**INFORMATION SUPPLIED:**
==========
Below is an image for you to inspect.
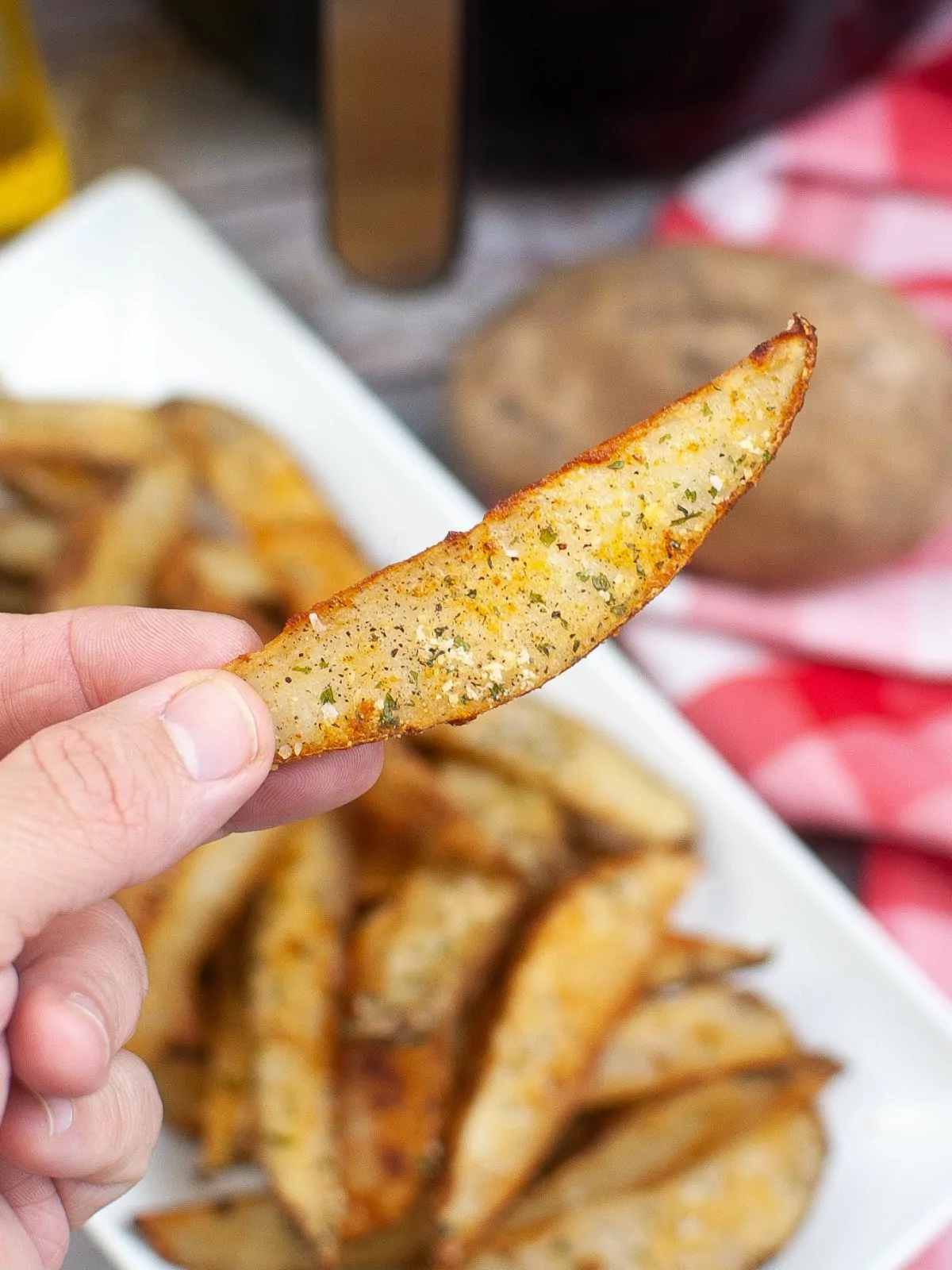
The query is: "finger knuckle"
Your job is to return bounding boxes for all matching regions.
[95,899,148,1007]
[104,1050,163,1186]
[29,720,163,842]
==========
**EXERCISE PROMPT:**
Rewrite the rows above with "finger knuckle" swapped for "finger joint", keeping everything else the same. Omit the pictures.

**EXPECTED ANSWER:**
Below is an image for you to inspect.
The query is: "finger joint"
Your job is to return bounding boxes for all matching regions.
[95,899,148,1007]
[104,1050,163,1186]
[29,720,163,842]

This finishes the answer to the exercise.